**INSTRUCTIONS FOR THE TASK:** Please copy all of the records exactly, leaving nothing out.

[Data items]
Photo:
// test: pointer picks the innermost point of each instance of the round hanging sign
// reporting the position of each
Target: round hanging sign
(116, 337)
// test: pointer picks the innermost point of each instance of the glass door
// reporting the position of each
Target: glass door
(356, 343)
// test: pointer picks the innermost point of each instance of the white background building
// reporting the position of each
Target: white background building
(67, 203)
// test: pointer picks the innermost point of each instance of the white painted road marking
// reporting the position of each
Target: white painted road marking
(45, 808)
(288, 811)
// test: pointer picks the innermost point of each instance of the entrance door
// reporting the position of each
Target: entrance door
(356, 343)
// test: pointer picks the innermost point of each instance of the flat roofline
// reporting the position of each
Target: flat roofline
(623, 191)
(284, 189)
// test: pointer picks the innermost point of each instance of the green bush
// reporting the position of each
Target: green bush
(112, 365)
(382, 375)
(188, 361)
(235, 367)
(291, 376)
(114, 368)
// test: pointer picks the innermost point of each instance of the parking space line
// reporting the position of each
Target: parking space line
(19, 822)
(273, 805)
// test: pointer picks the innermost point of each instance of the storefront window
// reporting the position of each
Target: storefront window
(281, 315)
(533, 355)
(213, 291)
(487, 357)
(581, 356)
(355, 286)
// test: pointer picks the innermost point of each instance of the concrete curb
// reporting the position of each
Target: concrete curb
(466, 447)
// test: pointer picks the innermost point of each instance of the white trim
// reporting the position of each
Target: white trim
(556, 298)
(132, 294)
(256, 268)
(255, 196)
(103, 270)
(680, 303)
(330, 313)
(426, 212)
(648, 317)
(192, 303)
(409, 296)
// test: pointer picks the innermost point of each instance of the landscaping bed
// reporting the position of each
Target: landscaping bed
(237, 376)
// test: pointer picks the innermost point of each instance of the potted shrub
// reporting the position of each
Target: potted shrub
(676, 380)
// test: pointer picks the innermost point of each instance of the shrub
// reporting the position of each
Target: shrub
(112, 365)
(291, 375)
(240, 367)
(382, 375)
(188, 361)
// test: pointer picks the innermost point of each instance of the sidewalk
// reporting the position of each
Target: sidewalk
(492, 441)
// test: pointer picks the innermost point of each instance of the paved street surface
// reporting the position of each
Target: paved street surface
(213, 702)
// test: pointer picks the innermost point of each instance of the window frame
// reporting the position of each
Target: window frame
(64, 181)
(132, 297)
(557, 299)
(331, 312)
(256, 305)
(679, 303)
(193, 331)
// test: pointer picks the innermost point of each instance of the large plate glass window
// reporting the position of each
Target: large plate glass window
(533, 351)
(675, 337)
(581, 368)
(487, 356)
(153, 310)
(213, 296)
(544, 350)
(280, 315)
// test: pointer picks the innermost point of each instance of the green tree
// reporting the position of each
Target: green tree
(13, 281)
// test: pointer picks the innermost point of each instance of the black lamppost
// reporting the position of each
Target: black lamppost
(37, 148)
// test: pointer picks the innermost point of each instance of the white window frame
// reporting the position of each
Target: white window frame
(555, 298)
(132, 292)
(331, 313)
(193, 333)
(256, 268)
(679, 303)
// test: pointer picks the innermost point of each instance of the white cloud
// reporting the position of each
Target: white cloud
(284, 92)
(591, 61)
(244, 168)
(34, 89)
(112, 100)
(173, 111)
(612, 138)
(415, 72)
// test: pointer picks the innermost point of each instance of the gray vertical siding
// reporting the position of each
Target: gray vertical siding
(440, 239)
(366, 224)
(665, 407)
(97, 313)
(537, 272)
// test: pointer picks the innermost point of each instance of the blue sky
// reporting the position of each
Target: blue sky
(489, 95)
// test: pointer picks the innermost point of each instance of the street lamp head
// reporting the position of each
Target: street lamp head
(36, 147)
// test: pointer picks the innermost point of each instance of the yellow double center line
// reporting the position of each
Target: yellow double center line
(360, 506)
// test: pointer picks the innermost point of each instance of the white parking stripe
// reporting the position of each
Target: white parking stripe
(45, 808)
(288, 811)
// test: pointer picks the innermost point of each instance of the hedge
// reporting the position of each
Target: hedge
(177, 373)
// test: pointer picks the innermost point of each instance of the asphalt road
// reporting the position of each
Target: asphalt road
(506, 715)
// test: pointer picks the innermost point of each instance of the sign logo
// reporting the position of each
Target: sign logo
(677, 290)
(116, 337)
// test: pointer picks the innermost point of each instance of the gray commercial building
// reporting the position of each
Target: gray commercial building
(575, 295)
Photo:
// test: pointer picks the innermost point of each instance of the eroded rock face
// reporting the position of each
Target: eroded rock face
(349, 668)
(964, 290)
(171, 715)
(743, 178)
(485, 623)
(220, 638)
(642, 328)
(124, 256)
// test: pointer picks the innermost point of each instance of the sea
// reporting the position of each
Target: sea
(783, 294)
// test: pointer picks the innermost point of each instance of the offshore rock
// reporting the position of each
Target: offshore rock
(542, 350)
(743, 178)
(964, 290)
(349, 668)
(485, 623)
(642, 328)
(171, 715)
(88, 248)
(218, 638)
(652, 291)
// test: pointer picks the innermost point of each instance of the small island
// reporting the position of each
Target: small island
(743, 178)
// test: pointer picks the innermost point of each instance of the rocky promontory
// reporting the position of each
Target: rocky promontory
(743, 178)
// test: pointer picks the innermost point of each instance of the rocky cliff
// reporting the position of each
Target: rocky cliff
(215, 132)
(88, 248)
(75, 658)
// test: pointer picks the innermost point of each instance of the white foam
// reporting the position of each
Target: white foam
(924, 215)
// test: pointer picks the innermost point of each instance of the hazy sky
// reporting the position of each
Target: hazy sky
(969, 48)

**RESULT FOR THIS TASK:**
Photo:
// test: pointer picks the innermost point of each instance of the round hanging sign
// reporting the position of each
Target: round hanging sign
(116, 337)
// test: pointer picks the innermost point of each instance of the glass door
// reporting the position of each
Target: glass door
(356, 343)
// test: pointer picks the innermost point of each instance of the white background building
// reporting the position of each
Target: white background building
(67, 203)
// test: pointer picks the innermost point of each instance of the white painted road marking
// reporting the position of each
Target: white painted road marking
(45, 808)
(288, 811)
// test: pointer picks the innermost point of each instance of the entrance door
// reporting the position of each
Target: entrance door
(356, 343)
// test: pointer picks the innermost point of each instance of the flat roofline
// reporting the position of each
Target: flat roofline
(623, 191)
(284, 189)
// test: pointer picks the innermost point of each instance of the green bush
// reporting the position of each
Target: green bush
(112, 365)
(382, 375)
(188, 361)
(235, 367)
(291, 376)
(114, 368)
// test: pointer picks the innermost point of each instance of the parking space line
// reporting the position of each
Target: parking space line
(19, 822)
(273, 805)
// test: pointer picks the innermost point of each instance of the storefront window
// reporting the position of each
Target: storefront window
(281, 315)
(533, 355)
(213, 291)
(487, 357)
(581, 356)
(355, 286)
// test: pointer picks the innermost point of each instance of the concrete curb
// reporting the position of each
Target: concrete curb
(466, 447)
// test: pointer picks the innermost point of each instance of the white trim
// reporting the position of each
Target: white trim
(556, 298)
(132, 294)
(256, 268)
(255, 196)
(103, 270)
(680, 303)
(330, 313)
(426, 212)
(648, 317)
(192, 303)
(409, 296)
// test: pointer picks the innermost point of each instance of the landscaping bed
// reporting the position of each
Target: landscaping bed
(237, 376)
// test: pointer picks the innermost point of each instance of the potted shrub
// reporting the position of each
Target: potted shrub
(676, 380)
// test: pointer picks the innermost point of each instance of the shrub
// reporting the position of each
Target: shrub
(112, 365)
(291, 375)
(240, 367)
(382, 375)
(188, 361)
// test: pointer picks the innermost point of each instance of the sidewalk
// reporting the position of each
Target: sidewalk
(492, 441)
// test: pointer picks the innermost point of each instance of the paved street surface
// reporting the position of each
Target: paved street surface
(213, 702)
// test: pointer picks the innermost point of each instance of the window frame
// reporting the position of each
Target: window frame
(64, 181)
(132, 297)
(557, 299)
(331, 312)
(256, 305)
(679, 303)
(193, 331)
// test: pointer picks the innermost point of each instance of the large plate glass window
// reporting the position of each
Target: large plate glass window
(533, 351)
(675, 337)
(581, 368)
(487, 356)
(153, 310)
(213, 296)
(544, 350)
(280, 315)
// test: pointer picks the innermost point of each instance of the green tree
// reporting the position of each
Target: green tree
(13, 281)
// test: pointer picks the innermost point of each instance of the black lamppost
// reporting the position of each
Target: black lamppost
(37, 148)
// test: pointer picks the innermost point of each instance of the white window frame
// reporting the position of each
Target: white window frame
(555, 298)
(132, 292)
(331, 313)
(193, 333)
(256, 268)
(679, 303)
// test: pointer picks the innermost point of each instance of the white cloud
// reporting the position of each
Target: white cloud
(284, 92)
(591, 61)
(244, 168)
(34, 89)
(112, 100)
(173, 111)
(612, 138)
(415, 72)
// test: pointer picks the innermost point of each instance of the gray vertical siding
// reporting the position of each
Target: gray vertical siding
(440, 239)
(366, 224)
(665, 407)
(97, 313)
(537, 272)
// test: pointer picks the innermost point of each instance of the blue sky
// reporting the position of each
Target: blue sky
(489, 95)
// test: pointer picks the innermost point of each instance of the street lamp head
// reporting the position of each
Target: street lamp head
(36, 147)
// test: pointer picks the innermost point of each instance of the yellow double center line
// reporting the position of each
Target: yellow double center line
(360, 506)
// test: pointer picks the innermost point of each instance of the white parking stripe
// reporting the position of each
Target: white parking stripe
(45, 808)
(288, 811)
// test: pointer picks the innermost point of each instance of the hedge
// reporting the position of each
Target: hedge
(177, 373)
// test: pointer picks the innermost point of each instance of the asphalt road
// reporting the position of each
Target: asphalt road
(506, 715)
// test: pointer picks the innermost point of each instance of the sign logo
// reporting the position of each
Target: sign logo
(677, 290)
(116, 337)
// test: pointer picks the innermost point of each instance of the gray commercial building
// reporting the position of each
Target: gray commercial building
(575, 295)
Photo:
// test: pointer picks the innermost point of each instance of the eroded rock face
// reporting the position of each
Target: eroded rock face
(349, 668)
(964, 290)
(171, 715)
(743, 178)
(485, 623)
(220, 638)
(642, 328)
(124, 256)
// test: pointer picks the innermost point of each instance of the sea
// reporting the position of each
Target: sea
(783, 294)
// test: pointer picks the innermost point of each instance of the offshore rock
// reporting the position of each
Target: offshore rock
(542, 350)
(743, 178)
(964, 290)
(349, 668)
(485, 623)
(642, 328)
(171, 715)
(88, 248)
(218, 638)
(652, 291)
// test: pointer picks the innermost point of each instance of the small island
// reporting the position of each
Target: small island
(743, 178)
// test: pointer picks the innermost point of each instance of the rocky promontory
// reporting the position of each
Target: rocky promontory
(743, 178)
// test: pointer picks the innermost point of each instance of the rocky cliff
// reporting the position of each
Target: rocky cliff
(215, 132)
(88, 248)
(75, 658)
// test: pointer picks the innermost point of each instance of the white foam
// reporting the position of each
Target: white foam
(924, 215)
// test: pointer picks the innermost point of each instance of the hazy sky
// reporting the position of each
Target: hazy sky
(969, 48)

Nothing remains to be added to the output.